Each line from the one containing "horse tail, then" to the end of the entries is to be repeated exactly, and no other line.

Free-text object descriptions:

*** Begin section ***

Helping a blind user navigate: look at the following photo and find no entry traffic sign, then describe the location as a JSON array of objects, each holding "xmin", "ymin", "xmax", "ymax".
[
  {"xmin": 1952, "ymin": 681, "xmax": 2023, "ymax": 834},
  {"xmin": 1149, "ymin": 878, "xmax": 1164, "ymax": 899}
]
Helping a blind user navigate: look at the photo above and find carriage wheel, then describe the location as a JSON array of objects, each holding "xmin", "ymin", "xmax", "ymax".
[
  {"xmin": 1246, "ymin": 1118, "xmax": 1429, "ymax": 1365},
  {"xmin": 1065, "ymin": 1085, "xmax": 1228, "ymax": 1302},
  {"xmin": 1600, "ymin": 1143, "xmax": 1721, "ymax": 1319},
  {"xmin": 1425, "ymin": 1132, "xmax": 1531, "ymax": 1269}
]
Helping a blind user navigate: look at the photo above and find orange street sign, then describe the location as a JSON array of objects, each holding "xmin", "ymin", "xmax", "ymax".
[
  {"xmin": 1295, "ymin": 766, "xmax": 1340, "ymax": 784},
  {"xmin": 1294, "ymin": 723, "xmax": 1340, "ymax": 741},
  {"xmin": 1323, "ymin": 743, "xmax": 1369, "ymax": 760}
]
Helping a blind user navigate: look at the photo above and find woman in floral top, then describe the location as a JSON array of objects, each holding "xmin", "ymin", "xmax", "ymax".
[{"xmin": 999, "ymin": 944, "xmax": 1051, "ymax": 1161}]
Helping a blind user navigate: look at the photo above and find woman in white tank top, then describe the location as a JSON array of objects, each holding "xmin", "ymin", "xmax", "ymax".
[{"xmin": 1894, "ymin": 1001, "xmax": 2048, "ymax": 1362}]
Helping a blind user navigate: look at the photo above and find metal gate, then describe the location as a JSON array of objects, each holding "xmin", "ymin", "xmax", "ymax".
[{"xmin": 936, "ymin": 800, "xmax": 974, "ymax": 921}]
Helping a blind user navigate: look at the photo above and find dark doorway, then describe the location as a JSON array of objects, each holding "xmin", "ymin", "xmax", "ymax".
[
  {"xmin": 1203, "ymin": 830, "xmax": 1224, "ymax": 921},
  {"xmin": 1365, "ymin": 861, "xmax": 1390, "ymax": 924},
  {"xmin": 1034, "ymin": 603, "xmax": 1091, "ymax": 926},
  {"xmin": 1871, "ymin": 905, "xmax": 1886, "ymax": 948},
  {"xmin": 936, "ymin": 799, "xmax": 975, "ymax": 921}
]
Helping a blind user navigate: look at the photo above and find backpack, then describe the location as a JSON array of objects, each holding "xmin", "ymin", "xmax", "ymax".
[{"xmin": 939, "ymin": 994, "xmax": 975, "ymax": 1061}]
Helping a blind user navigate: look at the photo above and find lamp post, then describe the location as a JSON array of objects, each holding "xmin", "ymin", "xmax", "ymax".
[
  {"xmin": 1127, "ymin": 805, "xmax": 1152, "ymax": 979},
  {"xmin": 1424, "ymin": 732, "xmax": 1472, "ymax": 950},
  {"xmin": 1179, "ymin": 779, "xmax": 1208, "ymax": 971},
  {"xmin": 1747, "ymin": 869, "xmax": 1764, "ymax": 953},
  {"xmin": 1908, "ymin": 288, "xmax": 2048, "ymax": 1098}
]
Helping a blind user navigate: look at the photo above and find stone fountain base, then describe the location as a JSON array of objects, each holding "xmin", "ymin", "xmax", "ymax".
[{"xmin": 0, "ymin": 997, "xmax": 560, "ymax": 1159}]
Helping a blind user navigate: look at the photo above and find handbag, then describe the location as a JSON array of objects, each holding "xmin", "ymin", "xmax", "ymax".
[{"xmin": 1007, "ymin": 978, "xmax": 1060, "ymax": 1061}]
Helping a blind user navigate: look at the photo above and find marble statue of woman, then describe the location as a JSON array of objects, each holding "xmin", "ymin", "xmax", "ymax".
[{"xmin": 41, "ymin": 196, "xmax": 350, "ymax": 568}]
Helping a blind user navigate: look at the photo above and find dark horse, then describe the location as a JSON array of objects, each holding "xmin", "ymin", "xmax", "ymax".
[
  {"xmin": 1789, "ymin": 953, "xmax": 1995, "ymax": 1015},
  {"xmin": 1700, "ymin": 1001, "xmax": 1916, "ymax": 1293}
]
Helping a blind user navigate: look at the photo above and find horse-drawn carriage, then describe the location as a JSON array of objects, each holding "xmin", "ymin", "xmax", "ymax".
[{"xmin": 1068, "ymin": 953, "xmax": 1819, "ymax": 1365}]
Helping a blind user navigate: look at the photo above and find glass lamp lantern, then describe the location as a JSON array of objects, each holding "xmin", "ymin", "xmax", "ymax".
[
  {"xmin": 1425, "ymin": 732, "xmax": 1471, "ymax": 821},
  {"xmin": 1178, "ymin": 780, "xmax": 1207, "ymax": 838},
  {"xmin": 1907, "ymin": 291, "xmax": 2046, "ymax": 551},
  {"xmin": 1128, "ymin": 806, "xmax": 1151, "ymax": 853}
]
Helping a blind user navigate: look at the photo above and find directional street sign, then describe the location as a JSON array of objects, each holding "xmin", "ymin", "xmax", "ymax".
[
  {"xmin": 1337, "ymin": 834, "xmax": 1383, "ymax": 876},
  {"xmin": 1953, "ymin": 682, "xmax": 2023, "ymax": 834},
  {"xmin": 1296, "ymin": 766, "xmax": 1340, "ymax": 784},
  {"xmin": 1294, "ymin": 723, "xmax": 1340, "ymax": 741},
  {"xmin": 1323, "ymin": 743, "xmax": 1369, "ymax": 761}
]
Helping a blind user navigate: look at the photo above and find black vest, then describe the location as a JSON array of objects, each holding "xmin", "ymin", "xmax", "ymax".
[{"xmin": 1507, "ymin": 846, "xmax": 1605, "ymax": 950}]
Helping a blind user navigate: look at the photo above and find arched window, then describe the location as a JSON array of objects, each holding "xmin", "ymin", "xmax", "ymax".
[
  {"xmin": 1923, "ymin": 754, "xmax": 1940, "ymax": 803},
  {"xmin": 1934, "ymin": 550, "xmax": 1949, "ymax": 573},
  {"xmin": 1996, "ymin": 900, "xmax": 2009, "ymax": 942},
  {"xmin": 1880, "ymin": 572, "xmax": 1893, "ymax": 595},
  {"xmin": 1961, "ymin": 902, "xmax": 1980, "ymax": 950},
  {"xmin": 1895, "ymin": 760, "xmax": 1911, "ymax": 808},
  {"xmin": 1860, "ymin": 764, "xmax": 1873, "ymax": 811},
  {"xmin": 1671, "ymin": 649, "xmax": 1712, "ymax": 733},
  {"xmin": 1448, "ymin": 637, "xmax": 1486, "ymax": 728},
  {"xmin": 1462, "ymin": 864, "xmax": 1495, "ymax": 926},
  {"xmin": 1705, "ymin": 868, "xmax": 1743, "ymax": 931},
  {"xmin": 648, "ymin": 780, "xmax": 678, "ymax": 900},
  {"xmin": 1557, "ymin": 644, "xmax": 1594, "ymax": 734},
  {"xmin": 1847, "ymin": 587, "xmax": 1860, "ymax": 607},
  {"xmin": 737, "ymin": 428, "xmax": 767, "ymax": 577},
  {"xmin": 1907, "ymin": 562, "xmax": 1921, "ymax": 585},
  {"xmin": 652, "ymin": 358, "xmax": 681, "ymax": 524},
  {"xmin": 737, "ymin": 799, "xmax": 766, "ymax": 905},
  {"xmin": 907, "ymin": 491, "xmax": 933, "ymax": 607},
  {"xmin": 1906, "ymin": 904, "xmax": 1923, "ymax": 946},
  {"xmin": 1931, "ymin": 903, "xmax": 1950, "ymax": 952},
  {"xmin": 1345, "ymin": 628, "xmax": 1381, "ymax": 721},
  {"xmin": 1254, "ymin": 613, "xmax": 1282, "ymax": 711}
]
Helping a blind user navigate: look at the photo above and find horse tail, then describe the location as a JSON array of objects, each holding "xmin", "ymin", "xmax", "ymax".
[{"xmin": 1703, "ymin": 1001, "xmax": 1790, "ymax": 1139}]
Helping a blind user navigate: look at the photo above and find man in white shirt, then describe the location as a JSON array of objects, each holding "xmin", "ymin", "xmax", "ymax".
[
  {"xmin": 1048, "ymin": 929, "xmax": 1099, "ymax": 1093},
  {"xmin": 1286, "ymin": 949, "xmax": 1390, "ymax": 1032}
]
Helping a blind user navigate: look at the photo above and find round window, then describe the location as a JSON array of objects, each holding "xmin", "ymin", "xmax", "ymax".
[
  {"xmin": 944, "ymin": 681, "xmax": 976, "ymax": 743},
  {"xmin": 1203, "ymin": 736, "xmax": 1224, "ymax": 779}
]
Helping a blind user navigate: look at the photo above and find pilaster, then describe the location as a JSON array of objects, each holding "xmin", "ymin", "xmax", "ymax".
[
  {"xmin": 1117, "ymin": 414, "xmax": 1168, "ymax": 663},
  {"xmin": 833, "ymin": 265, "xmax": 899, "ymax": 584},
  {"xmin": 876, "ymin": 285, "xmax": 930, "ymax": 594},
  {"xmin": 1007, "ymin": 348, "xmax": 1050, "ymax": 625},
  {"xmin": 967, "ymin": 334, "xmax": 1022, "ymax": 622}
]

*** End section ***

### Task result
Helping a blind user navigate: look at the photo above and find horse tail, then describe the location as a JSON array of objects, each holding "xmin", "ymin", "xmax", "ymax".
[{"xmin": 1703, "ymin": 1001, "xmax": 1790, "ymax": 1139}]
Helping a blind user navigate: look at the photo above and find man in white shirt, then describe the location as a JSON array of objects, each holding "xmin", "ymin", "xmax", "ymax".
[
  {"xmin": 1048, "ymin": 929, "xmax": 1099, "ymax": 1093},
  {"xmin": 1286, "ymin": 949, "xmax": 1390, "ymax": 1032}
]
Helping a blind user navigate: look at the photo above and find round window, then describe the location as a JSON array of objects, each holding "xmin", "ymin", "xmax", "ymax".
[
  {"xmin": 944, "ymin": 681, "xmax": 976, "ymax": 743},
  {"xmin": 1203, "ymin": 736, "xmax": 1224, "ymax": 779}
]
Helping a blind user navigate: look at the photo above and find pilaster, then describe the location as a JSON array of objects, each holding "xmin", "ymin", "xmax", "ymax".
[
  {"xmin": 1117, "ymin": 414, "xmax": 1168, "ymax": 663},
  {"xmin": 833, "ymin": 265, "xmax": 899, "ymax": 584},
  {"xmin": 876, "ymin": 285, "xmax": 930, "ymax": 594},
  {"xmin": 1007, "ymin": 348, "xmax": 1050, "ymax": 625},
  {"xmin": 967, "ymin": 334, "xmax": 1022, "ymax": 622}
]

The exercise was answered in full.